__WHAT THE EXERCISE ASKS__
Rewrite the lines of every record below as a numbered list, omitting any blank lines.

__EXERCISE DATA__
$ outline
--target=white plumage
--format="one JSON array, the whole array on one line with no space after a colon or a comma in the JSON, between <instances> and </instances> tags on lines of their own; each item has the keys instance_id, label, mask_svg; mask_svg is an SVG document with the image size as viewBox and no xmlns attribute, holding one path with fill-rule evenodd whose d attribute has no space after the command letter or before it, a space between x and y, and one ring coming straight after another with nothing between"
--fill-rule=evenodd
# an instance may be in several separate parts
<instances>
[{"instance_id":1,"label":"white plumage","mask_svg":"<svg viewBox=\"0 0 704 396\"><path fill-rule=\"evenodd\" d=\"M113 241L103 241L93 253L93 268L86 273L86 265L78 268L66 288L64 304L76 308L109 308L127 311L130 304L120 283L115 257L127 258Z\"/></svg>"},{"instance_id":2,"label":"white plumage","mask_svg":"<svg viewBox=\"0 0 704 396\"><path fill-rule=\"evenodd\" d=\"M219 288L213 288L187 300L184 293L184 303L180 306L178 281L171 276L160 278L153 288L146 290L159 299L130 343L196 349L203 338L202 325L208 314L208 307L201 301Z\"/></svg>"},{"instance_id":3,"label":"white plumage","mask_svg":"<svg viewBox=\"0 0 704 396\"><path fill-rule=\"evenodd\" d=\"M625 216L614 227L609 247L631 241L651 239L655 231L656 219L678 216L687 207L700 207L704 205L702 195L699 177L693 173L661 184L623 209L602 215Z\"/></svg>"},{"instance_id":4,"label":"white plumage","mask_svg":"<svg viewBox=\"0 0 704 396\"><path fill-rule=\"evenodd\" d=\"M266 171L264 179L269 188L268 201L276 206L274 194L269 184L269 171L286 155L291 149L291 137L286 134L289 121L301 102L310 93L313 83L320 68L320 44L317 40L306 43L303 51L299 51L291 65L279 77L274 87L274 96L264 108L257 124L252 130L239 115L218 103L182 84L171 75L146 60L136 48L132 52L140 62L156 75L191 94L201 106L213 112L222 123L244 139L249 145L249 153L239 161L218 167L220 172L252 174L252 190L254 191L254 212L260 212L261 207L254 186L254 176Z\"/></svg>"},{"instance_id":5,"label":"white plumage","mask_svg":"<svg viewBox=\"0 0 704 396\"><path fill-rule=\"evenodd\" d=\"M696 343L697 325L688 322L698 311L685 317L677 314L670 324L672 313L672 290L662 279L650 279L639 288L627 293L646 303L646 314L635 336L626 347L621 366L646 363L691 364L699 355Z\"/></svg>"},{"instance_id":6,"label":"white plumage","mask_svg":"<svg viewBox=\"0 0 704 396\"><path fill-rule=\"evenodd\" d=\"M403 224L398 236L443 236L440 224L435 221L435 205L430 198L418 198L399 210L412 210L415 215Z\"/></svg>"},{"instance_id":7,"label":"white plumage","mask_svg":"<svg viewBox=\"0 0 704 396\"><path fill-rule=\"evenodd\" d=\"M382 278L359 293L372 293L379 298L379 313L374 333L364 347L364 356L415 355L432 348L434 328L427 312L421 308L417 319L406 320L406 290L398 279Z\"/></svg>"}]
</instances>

__CORRECT OUTPUT__
1. $ outline
2. --target=white plumage
3. --format="one JSON array, the whole array on one line with no space after a colon or a comma in the JSON, between <instances> and </instances> tags on lines of their own; each item has the keys instance_id, label, mask_svg; mask_svg is an SVG document with the image size as viewBox and no xmlns attribute, holding one path with fill-rule evenodd whose d attribute has no space after the command letter or before it, a space between x and y, and one ring coming straight after another with nothing between"
4. --fill-rule=evenodd
5. # an instance may be in several separate parts
6. <instances>
7. [{"instance_id":1,"label":"white plumage","mask_svg":"<svg viewBox=\"0 0 704 396\"><path fill-rule=\"evenodd\" d=\"M113 241L103 241L93 253L93 268L86 273L86 265L78 268L66 288L64 304L76 308L109 308L127 311L130 304L120 283L115 257L127 258Z\"/></svg>"},{"instance_id":2,"label":"white plumage","mask_svg":"<svg viewBox=\"0 0 704 396\"><path fill-rule=\"evenodd\" d=\"M219 288L213 288L187 300L184 293L184 303L180 306L178 281L171 276L160 278L153 288L146 290L159 299L130 343L196 349L203 338L202 325L208 314L208 307L201 301Z\"/></svg>"},{"instance_id":3,"label":"white plumage","mask_svg":"<svg viewBox=\"0 0 704 396\"><path fill-rule=\"evenodd\" d=\"M625 216L614 227L609 247L631 241L651 239L655 231L656 219L678 216L687 207L700 207L704 205L702 195L699 177L693 173L661 184L623 209L602 215Z\"/></svg>"},{"instance_id":4,"label":"white plumage","mask_svg":"<svg viewBox=\"0 0 704 396\"><path fill-rule=\"evenodd\" d=\"M266 171L264 179L269 188L268 201L276 206L274 194L269 184L269 171L286 155L291 149L291 137L286 134L289 121L301 102L310 93L313 83L320 68L320 44L317 40L306 43L303 51L299 51L291 65L279 77L274 87L274 96L264 108L257 124L252 130L239 115L218 103L182 84L171 75L146 60L136 48L132 52L140 62L156 75L191 94L201 106L213 112L222 123L244 139L249 145L249 153L239 161L218 167L220 172L252 174L252 190L254 191L254 212L260 212L261 207L254 186L254 176Z\"/></svg>"},{"instance_id":5,"label":"white plumage","mask_svg":"<svg viewBox=\"0 0 704 396\"><path fill-rule=\"evenodd\" d=\"M696 343L697 325L688 322L698 311L685 317L677 314L670 324L672 313L672 290L662 279L650 279L639 288L627 293L646 303L646 314L635 336L626 347L621 366L646 363L691 364L699 355Z\"/></svg>"},{"instance_id":6,"label":"white plumage","mask_svg":"<svg viewBox=\"0 0 704 396\"><path fill-rule=\"evenodd\" d=\"M403 224L398 236L443 236L440 224L435 221L435 205L430 198L418 198L399 210L412 210L415 215Z\"/></svg>"},{"instance_id":7,"label":"white plumage","mask_svg":"<svg viewBox=\"0 0 704 396\"><path fill-rule=\"evenodd\" d=\"M382 278L359 293L372 293L379 298L379 313L374 333L364 347L364 356L415 355L432 348L434 328L427 312L421 308L417 319L406 320L406 290L398 279Z\"/></svg>"}]
8. </instances>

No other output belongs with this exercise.